__SOURCE EXCERPT__
+--
September 2, 2014 by in category Jann says . . . tagged as , ,


By Jann Audiss w/a Jann Ryan
Ok, I admit it—I have a love-hate relationship with cable companies and their internet service. What is worse is to realize how really dependent we are on technology. Recently my internet and cable TV went down. Boom. Nothing. Thinking it was just a hiccup, I did my usual routine: unplug the power, count to 10, plug it in again. When that didn’t work, I fixed an ice tea, had a snack to fortify myself, made sure my e-reader was handy and settled in for the adventure of calling my cable company. I have found from past experience to be prepared.
Just before reaching through my phone to strangle the automated attendant (if that were only possible), I was connected to a sweet individual, who I believed was in Texas. After giving her every bit of information about me except for my current weight, we got to the reason for my call. NO SERVICE. To back track just a bit, I did notice a service truck parked outside my home from the cable company, and it had me wondering – coincidence?? Anyway, the nice lady on the phone checked my line from their remote location, found nothing wrong, and set an appointment between 8:00 AM and 12:00 PM for the next day, stating that someone over the age of 18 had to be home. I assured her I was over 18.
I figured, OK we could can live for a day with no service. We have cell phones and the family could watch DVDs. Remember that truck? Just for the heck of it, my sister walked around the corner to check with the service repairman at the main station box to see if by chance he was working on the line. He grunted and brushed her off and told her he was working on the tract of homes across the street. So we all settled in to wait for the appointment the next day.
By 2:00 PM the next day, I once again started on the road to OZ to find out when the technician was going to arrive for my “early morning” appointment. Forty minutes later, I spoke to another wonderful and informative customer service agent; only to find out she didn’t know anything and couldn’t reach anyone to find out. I asked for a supervisor. Now this guy was good. He could talk in circles better than most. By the end of our conversation, I finally got him to admit that he also didn’t know anything. However, I was promised someone would be out the next day.
+--
__RECORDED DATA__
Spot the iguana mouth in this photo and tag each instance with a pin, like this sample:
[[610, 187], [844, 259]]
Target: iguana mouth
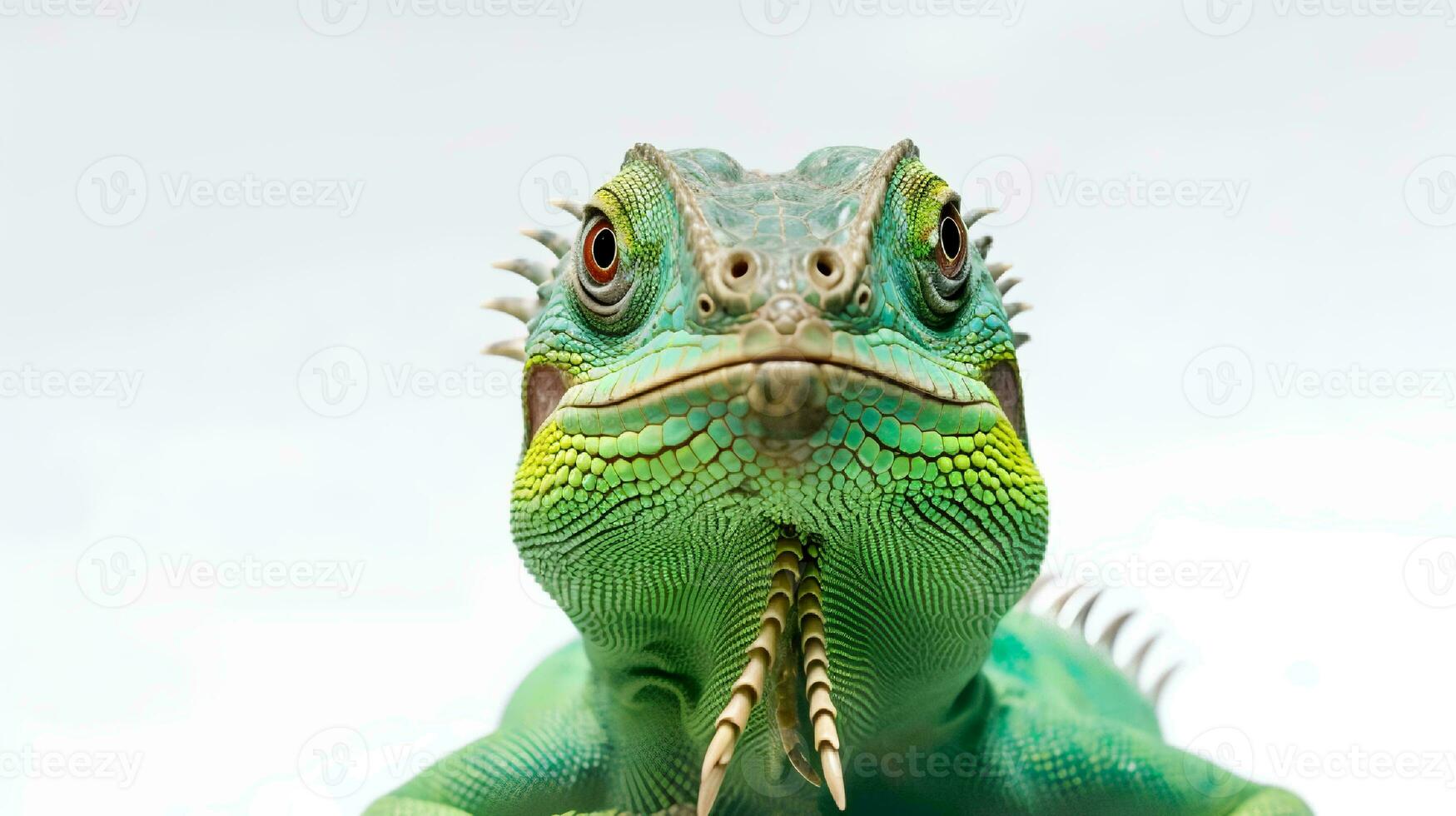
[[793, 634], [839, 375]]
+--
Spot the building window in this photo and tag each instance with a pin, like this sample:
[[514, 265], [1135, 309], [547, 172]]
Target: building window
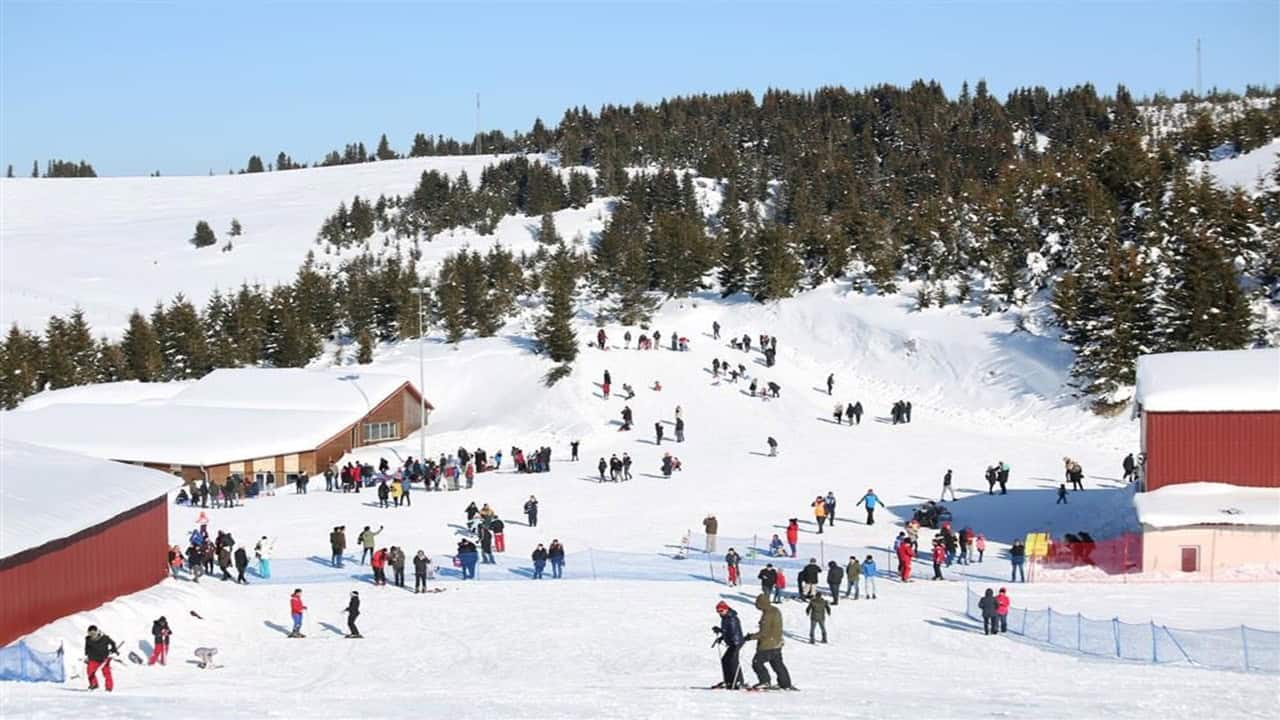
+--
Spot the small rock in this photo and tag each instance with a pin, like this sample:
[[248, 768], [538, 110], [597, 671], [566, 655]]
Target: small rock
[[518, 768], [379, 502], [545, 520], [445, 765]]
+--
__EXERCISE INSTRUCTIONS__
(a) List every clock time of day given in the cable-service essay.
(b) Set down, word for word, the part of the cable-service essay that opens with the words containing "Just before reaching" and closes with "was over 18.".

__WRITTEN ANSWERS__
(a) 8:00 AM, 12:00 PM, 2:00 PM

(b)
Just before reaching through my phone to strangle the automated attendant (if that were only possible), I was connected to a sweet individual, who I believed was in Texas. After giving her every bit of information about me except for my current weight, we got to the reason for my call. NO SERVICE. To back track just a bit, I did notice a service truck parked outside my home from the cable company, and it had me wondering – coincidence?? Anyway, the nice lady on the phone checked my line from their remote location, found nothing wrong, and set an appointment between 8:00 AM and 12:00 PM for the next day, stating that someone over the age of 18 had to be home. I assured her I was over 18.